- SHORT EXERCISE: Rewrite the data below with every occurrence of "mud flap" changed to "splash guard" and everything else left unchanged.

- SOURCE RECORDS:
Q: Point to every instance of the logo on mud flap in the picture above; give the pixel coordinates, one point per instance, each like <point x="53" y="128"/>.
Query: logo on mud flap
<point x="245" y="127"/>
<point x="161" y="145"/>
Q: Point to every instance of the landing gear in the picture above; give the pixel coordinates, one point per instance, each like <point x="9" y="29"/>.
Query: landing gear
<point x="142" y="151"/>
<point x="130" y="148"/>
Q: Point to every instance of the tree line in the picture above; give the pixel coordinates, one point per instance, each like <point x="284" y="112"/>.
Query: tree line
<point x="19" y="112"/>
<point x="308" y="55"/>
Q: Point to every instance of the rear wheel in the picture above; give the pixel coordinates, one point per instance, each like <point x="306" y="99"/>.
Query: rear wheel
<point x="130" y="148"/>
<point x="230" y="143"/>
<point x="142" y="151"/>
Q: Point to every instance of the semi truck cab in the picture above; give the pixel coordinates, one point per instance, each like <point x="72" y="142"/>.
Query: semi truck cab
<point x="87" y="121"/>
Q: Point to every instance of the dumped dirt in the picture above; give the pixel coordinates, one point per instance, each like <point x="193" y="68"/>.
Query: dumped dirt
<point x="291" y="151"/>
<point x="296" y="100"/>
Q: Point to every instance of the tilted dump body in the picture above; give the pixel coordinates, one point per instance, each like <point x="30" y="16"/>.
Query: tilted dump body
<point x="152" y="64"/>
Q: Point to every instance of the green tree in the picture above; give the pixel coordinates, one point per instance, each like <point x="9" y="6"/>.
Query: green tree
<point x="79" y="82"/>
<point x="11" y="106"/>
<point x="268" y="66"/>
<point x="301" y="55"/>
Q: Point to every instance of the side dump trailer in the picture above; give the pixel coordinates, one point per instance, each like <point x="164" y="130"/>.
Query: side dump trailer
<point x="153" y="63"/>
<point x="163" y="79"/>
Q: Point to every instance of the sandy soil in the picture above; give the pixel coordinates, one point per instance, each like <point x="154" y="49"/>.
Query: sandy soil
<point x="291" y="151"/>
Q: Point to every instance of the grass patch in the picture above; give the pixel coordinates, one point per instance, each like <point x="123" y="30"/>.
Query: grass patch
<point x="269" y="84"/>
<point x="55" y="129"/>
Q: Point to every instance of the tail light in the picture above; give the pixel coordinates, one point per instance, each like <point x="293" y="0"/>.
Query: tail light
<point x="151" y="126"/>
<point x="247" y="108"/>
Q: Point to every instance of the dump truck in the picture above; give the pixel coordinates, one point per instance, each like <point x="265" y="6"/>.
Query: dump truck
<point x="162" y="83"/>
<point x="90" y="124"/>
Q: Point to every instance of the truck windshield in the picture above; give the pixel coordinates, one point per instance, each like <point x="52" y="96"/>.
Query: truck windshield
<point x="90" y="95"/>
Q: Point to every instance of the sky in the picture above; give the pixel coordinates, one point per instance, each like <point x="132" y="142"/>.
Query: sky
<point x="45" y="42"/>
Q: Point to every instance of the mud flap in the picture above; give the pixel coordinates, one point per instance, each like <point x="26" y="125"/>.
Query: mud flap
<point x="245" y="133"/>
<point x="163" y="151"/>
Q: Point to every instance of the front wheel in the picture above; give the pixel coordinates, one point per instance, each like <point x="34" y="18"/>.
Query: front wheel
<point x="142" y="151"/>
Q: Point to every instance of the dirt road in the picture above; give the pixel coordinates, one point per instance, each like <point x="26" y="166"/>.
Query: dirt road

- RESPONSE TO THIS TASK:
Q: Point to every instance of the logo on splash guard in the picture above; give the pixel coordinates, one point per instance, each like <point x="53" y="128"/>.
Query: logo on splash guard
<point x="245" y="127"/>
<point x="161" y="145"/>
Q: Point to every instance of the landing gear in the picture above; give the pixel coordinates, one point per instance, each like <point x="9" y="29"/>.
Query: landing gear
<point x="142" y="151"/>
<point x="130" y="148"/>
Q: Point to every instance of the tree line in the picture above; give the pixel coordinates, one point per instance, each like <point x="284" y="112"/>.
Query: tree line
<point x="19" y="112"/>
<point x="308" y="55"/>
Q: Point to every instance of the rear wheel in the picture above; give the pixel coordinates, one point per instance, each like <point x="306" y="99"/>.
Query: rear wheel
<point x="130" y="148"/>
<point x="230" y="143"/>
<point x="142" y="151"/>
Q: Point to every instance of the semi truck cab in the picture above; give the pixel coordinates, one point per instance, each like <point x="72" y="142"/>.
Query: semi truck cab
<point x="87" y="121"/>
Q: Point to every instance of the dumped dirt in the picture above; give the pixel coordinates, one point per instance, each like <point x="193" y="68"/>.
Query: dumped dirt
<point x="291" y="151"/>
<point x="296" y="100"/>
Q: Point to every instance of the tilted dump body in the picture above; give the pixel coordinates, one point per instance, each like <point x="30" y="16"/>.
Query: tilted dump body
<point x="152" y="64"/>
Q: Point to every instance of the green tree in the picture above; give the pixel coordinates, one point per instance, each like <point x="9" y="6"/>.
Query: green tree
<point x="79" y="82"/>
<point x="11" y="106"/>
<point x="268" y="66"/>
<point x="301" y="55"/>
Q: Point to every instance of the side dump trailer in the picture above; give the pixel coordinates, one point per instance, each like <point x="164" y="130"/>.
Query: side dump trailer
<point x="153" y="63"/>
<point x="163" y="79"/>
Q: Point to every instance of the sandy soil in the picture above; give the pixel coordinates, one point per instance, each like <point x="154" y="49"/>.
Query: sandy soil
<point x="291" y="151"/>
Q: Point to every instance of the grass patch in the picture above; give the pixel coordinates, one point per instance, each like <point x="123" y="30"/>.
Query: grass patch
<point x="269" y="84"/>
<point x="55" y="129"/>
Q: Point to every instance of the tail light in the picture above; give the pixel coordinates, one point per instance, each like <point x="293" y="0"/>.
Query: tail light
<point x="151" y="126"/>
<point x="247" y="108"/>
Q: Point to every instance of the dump truck in the picture above; give the pixel coordinates, one point per instance, each like <point x="265" y="6"/>.
Query: dump truck
<point x="162" y="83"/>
<point x="90" y="124"/>
Q: Point to every instance of the truck windshield in the picture above; give the pixel coordinates, one point per instance, each like <point x="52" y="96"/>.
Query: truck windshield
<point x="90" y="95"/>
Q: Point to every instance of the sky in the picture above; give the pixel coordinates, one point per instance, each like <point x="132" y="142"/>.
Query: sky
<point x="45" y="42"/>
Q: Point to every instance of the splash guard in the picture above; give the pixel coordinates, one point per instance, each like <point x="26" y="125"/>.
Query: splash guard
<point x="245" y="133"/>
<point x="163" y="151"/>
Q: Point to every instance of the front wheel in the picture above; give the pixel coordinates, one point per instance, each like <point x="34" y="18"/>.
Query: front wheel
<point x="142" y="151"/>
Q: Point to every instance of the dirt road in the picture above; give the pixel coordinates, one point per instance, each like <point x="26" y="166"/>.
Query: dirt road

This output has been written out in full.